Start

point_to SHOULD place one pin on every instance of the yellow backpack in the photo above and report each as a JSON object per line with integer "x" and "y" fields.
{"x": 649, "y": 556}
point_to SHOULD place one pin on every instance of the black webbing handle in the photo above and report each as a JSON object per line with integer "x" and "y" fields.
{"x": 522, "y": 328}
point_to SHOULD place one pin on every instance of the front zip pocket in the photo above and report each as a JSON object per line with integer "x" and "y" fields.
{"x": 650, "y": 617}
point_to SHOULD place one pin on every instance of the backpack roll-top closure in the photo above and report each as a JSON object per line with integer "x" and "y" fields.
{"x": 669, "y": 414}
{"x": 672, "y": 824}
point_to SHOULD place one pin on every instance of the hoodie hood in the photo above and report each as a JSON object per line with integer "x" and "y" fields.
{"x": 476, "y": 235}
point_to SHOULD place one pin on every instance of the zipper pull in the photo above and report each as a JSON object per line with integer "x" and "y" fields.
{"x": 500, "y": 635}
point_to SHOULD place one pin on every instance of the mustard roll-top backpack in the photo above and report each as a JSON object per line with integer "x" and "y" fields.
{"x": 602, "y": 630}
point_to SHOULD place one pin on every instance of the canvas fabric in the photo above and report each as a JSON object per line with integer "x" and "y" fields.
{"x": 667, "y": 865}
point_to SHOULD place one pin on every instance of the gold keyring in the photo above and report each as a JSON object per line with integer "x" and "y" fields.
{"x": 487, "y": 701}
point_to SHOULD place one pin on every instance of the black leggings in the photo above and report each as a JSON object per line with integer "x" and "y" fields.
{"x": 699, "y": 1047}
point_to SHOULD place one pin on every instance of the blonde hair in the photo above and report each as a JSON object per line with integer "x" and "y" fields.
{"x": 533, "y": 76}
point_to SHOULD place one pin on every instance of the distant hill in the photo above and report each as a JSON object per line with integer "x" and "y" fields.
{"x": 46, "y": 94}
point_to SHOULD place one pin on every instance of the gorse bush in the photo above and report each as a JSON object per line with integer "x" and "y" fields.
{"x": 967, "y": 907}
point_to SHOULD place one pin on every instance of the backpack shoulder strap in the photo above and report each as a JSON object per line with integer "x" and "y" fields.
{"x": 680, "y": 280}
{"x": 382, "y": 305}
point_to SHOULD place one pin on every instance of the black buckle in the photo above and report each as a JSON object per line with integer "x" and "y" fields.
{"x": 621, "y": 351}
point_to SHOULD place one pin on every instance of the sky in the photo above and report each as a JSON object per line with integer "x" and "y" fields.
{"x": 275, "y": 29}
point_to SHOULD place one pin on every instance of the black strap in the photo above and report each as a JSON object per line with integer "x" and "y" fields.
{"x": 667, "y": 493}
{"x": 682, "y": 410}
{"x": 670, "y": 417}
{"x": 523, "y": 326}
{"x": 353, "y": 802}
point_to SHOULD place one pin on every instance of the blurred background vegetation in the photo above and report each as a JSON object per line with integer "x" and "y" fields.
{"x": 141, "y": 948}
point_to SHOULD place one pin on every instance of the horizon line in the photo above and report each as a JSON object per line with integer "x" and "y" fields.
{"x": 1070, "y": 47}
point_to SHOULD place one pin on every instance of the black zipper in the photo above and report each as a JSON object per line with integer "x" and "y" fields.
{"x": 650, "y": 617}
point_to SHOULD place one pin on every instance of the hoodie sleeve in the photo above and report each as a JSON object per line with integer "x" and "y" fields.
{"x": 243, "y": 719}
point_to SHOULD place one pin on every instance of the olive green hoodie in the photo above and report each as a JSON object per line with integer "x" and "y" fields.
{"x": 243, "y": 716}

End

What you have to do
Take the lines above from the one holding "point_to SHOULD place one pin on every instance of the distant" to the last and output them exactly.

Worked solution
point_to SHOULD place one pin on every instance of the distant hill in the photo above and report each as a JSON object per line with integer "x" and "y" fields.
{"x": 46, "y": 94}
point_to SHOULD place one pin on every instance of the gorse bush in the photo above and report each as a JSON object per line with integer "x" and "y" fields.
{"x": 967, "y": 907}
point_to SHOULD place one pin on every instance of the backpack shoulder strap in the photo above and report each as a JSON object per line with integer "x" and "y" fields.
{"x": 680, "y": 280}
{"x": 382, "y": 305}
point_to SHOULD place one pin on every instance of the black buckle in the photo above and report each as a JSON object per line with integer "x" and "y" fields.
{"x": 621, "y": 351}
point_to SHOULD place one pin on every instance of the sky in the photo above and report each as a JSON object per line with integer "x" and "y" fields.
{"x": 275, "y": 29}
point_to SHOULD place one pin on every instance of the black strap in the photo above and report each as a JSON object per line with integer "x" and "y" fields.
{"x": 667, "y": 493}
{"x": 682, "y": 410}
{"x": 670, "y": 417}
{"x": 523, "y": 326}
{"x": 353, "y": 802}
point_to SHOULD place one pin on every instance of the blurred background vegetation in the photo above and report each as a JSON object per line with integer "x" and "y" fields.
{"x": 141, "y": 948}
point_to SHOULD place one pin on every instance of the horizon line in the photo above and report each as a JSON object per line with integer "x" and "y" fields.
{"x": 1070, "y": 47}
point_to SHOULD place one pin on every instance of the black zipper in the photo above and report each as a JSON object per line with integer "x" and "y" fields.
{"x": 650, "y": 617}
point_to SHOULD place one pin on every instance of the hoodie sleeve in the photo above and report each as a JSON object per line with integer "x" and "y" fields.
{"x": 243, "y": 719}
point_to SHOULD place one pin on every instance of the olive green hoodie in the photo above and report each as a JSON object per line with integer "x" and "y" fields.
{"x": 243, "y": 716}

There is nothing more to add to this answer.